OBJECTIVE. Please print exactly the lines running from the one that contains "Where can the team" to the end of the data, with both lines included.

[Coordinate annotation records]

>>>>

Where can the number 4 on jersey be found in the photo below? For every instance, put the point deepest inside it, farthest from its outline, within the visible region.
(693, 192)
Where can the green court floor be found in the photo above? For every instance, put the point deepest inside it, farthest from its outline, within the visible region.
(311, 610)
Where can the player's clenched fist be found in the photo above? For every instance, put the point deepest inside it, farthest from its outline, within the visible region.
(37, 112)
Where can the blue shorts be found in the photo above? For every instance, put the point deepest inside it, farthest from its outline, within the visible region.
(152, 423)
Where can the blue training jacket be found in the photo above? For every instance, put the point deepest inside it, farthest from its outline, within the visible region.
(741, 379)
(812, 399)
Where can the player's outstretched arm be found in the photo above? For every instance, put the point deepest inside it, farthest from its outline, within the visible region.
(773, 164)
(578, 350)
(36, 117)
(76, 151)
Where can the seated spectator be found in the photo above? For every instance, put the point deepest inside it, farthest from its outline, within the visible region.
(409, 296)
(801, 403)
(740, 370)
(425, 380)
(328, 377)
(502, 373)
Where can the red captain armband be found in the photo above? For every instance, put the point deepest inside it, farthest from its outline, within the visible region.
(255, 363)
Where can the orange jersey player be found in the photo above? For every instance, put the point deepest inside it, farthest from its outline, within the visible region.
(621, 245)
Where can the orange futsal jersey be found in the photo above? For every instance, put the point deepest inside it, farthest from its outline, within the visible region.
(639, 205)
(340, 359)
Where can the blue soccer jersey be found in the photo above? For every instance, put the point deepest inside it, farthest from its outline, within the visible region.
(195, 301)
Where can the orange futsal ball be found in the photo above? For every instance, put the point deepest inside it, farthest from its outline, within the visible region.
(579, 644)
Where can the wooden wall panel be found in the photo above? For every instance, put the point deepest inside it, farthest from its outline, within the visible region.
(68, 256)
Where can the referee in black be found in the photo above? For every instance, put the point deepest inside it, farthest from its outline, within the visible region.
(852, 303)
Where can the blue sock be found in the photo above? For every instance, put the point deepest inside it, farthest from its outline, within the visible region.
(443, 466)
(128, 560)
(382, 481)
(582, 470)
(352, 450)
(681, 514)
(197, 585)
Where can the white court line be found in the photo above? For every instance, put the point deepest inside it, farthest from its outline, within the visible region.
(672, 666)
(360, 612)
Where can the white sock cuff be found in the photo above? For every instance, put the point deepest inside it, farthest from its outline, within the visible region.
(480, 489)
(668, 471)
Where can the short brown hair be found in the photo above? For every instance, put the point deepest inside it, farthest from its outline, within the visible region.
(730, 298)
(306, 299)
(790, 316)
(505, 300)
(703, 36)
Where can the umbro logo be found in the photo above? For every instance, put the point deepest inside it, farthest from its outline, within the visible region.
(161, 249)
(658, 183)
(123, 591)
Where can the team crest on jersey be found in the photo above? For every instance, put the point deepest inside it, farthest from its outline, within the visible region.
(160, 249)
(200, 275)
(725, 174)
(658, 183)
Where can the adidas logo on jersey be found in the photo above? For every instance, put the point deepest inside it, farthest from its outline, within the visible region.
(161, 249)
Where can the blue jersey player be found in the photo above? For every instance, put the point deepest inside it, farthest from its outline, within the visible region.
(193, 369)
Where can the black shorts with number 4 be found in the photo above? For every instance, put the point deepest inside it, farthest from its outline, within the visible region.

<<<<

OUTPUT OF THE EXERCISE.
Where can the team crest on jersey be found in the photo above? For every instance, put the point deepest inside it, farthest from its outline, within the visible region.
(160, 249)
(200, 275)
(725, 174)
(658, 183)
Where can the adidas logo on jersey be found in the photo above? For every instance, put the point deepest inside it, farthest from its outline, within the visible region.
(161, 249)
Where can the blue jersey player be found in the photo above? For every instance, put the point deepest inside it, farthest from its outline, within the visible region.
(193, 369)
Where can the black shorts with number 4 be found in the photo above? For every instance, put the point deepest inside it, farthest from its outline, within the visible region.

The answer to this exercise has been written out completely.